___ Entries provided ___

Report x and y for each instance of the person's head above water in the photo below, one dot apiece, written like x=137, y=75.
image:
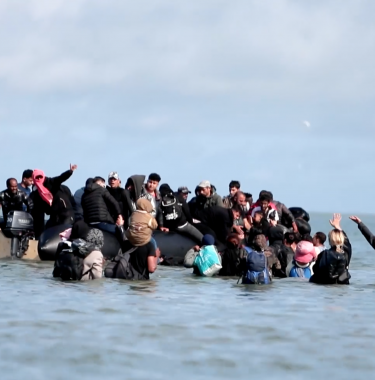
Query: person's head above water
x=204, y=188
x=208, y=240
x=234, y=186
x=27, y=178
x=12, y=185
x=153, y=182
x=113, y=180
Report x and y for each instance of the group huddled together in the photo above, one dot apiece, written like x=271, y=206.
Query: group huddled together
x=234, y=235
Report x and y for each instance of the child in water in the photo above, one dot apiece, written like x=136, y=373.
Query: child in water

___

What you return should match the entries word for word, pictures aside.

Report x and y for each instance of the person's head above water in the photo below, one dot apiece, written like x=137, y=75.
image:
Query: person's head above water
x=204, y=188
x=208, y=240
x=234, y=186
x=27, y=178
x=12, y=185
x=153, y=182
x=113, y=180
Report x and y for each instance of the group huddled together in the photo above, one dot apiece, written like x=271, y=206.
Query: group huddled together
x=234, y=235
Report x and y for each instance of the child in water in the photo above, one dot apiece, written like x=136, y=373.
Query: child in water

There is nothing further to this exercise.